> Work instruction
Bring together copies of the lines in the data below that contain the word "gray".

> Records for processing

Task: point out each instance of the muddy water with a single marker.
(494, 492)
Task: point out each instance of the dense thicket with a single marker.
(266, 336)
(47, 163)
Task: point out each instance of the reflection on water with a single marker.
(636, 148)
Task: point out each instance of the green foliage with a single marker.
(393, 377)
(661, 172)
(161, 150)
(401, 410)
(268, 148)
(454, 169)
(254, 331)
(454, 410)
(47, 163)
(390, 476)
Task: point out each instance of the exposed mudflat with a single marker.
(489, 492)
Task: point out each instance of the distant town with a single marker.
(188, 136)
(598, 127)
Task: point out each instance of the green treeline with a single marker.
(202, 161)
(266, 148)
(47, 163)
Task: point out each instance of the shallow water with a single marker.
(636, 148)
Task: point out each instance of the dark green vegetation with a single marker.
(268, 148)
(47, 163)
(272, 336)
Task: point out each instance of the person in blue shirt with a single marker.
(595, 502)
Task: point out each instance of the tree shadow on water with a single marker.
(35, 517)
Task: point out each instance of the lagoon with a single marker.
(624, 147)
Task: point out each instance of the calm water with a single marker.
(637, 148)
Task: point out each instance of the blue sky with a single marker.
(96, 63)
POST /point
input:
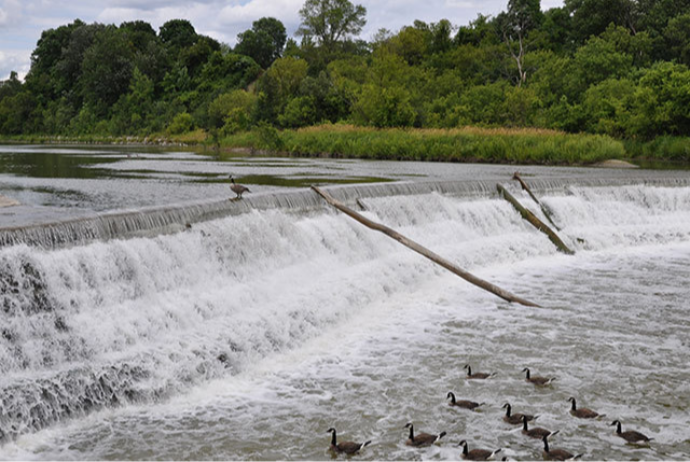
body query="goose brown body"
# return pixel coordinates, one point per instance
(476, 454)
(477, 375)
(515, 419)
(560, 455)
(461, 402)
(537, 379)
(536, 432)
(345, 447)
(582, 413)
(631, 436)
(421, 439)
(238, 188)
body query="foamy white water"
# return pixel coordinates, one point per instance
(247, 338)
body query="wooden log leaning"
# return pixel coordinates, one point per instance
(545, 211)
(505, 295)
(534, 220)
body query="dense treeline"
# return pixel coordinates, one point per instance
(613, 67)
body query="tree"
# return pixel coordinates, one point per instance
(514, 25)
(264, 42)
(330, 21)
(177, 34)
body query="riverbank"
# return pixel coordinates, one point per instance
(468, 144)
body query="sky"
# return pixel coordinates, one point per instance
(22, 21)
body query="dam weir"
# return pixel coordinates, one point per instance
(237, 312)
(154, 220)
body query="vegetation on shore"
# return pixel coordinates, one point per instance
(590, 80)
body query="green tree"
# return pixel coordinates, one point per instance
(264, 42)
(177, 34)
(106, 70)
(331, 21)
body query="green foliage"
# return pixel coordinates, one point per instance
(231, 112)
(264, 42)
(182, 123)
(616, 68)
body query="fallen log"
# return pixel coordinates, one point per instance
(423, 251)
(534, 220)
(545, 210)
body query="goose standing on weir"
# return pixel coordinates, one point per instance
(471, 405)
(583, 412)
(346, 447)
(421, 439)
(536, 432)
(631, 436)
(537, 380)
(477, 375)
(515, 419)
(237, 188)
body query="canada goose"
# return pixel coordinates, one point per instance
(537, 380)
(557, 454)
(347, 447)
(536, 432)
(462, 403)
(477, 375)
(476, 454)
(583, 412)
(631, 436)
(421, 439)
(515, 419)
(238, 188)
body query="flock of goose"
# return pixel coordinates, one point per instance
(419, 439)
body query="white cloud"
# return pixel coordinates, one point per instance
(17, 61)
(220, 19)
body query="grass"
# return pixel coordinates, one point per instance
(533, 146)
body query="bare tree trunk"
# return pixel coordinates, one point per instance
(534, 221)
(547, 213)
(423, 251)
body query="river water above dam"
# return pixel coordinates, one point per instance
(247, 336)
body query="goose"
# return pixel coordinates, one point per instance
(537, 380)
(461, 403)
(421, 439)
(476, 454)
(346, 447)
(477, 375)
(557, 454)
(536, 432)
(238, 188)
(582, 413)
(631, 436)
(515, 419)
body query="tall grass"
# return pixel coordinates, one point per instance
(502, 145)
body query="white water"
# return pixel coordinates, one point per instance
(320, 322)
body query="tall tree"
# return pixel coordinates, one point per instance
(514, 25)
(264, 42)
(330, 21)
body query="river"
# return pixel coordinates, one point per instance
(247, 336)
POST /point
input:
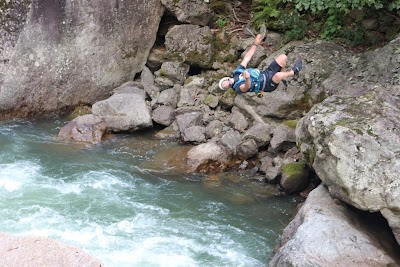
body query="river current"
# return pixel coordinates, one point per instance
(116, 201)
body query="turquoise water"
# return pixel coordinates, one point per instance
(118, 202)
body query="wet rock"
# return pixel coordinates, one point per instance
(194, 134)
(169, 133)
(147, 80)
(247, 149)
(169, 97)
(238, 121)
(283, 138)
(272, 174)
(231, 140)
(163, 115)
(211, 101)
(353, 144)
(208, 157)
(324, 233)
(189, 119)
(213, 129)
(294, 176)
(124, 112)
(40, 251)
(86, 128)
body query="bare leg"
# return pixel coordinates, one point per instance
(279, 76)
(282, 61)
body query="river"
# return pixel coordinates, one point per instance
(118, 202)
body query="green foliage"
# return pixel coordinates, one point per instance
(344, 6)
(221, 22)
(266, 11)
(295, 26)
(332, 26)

--

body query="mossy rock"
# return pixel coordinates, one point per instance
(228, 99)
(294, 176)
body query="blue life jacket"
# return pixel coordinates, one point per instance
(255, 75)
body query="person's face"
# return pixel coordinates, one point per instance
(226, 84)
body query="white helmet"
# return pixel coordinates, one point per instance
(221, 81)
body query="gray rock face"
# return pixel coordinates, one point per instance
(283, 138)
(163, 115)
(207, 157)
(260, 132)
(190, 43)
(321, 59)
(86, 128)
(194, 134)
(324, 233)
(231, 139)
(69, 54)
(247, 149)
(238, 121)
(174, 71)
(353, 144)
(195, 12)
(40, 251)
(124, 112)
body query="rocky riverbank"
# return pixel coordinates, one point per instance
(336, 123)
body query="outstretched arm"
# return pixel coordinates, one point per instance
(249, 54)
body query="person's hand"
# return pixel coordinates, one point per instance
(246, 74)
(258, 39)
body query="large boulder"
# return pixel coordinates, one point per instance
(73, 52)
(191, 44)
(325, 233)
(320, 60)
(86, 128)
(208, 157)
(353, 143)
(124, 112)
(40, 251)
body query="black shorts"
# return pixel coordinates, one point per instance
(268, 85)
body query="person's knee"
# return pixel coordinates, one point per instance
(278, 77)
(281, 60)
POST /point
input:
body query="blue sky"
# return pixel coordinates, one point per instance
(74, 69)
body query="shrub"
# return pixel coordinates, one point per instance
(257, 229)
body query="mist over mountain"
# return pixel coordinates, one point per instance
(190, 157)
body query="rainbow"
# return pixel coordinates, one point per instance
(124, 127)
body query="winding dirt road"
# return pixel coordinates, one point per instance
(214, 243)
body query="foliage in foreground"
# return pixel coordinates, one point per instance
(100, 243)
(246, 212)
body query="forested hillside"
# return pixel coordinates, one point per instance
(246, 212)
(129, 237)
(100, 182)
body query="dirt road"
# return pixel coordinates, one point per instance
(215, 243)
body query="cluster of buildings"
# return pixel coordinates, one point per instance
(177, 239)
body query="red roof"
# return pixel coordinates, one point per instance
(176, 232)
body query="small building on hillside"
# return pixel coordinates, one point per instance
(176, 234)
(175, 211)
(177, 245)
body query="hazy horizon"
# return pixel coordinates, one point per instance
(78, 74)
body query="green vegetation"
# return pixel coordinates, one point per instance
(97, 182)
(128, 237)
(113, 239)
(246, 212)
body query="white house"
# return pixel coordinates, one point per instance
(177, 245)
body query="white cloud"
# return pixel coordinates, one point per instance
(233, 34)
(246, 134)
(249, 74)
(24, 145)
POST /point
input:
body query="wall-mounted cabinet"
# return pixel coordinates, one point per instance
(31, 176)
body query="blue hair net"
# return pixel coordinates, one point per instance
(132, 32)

...

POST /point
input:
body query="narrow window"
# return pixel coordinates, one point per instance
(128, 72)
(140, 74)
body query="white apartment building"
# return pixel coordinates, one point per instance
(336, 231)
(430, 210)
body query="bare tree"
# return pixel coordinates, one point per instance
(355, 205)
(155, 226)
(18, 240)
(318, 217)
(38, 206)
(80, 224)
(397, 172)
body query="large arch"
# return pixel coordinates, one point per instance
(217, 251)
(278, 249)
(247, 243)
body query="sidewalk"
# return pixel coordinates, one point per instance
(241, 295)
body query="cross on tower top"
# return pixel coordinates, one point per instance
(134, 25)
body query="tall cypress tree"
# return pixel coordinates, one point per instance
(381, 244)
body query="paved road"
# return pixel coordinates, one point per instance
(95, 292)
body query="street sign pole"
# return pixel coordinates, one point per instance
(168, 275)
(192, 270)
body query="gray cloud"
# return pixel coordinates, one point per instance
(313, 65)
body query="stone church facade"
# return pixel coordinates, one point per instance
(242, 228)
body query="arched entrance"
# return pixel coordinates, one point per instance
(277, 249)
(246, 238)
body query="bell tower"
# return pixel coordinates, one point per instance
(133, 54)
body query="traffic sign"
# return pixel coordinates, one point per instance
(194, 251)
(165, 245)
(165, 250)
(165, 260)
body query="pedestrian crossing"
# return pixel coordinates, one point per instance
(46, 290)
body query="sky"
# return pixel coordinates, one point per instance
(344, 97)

> Worked solution
body query="gray rock face"
body query="gray cloud"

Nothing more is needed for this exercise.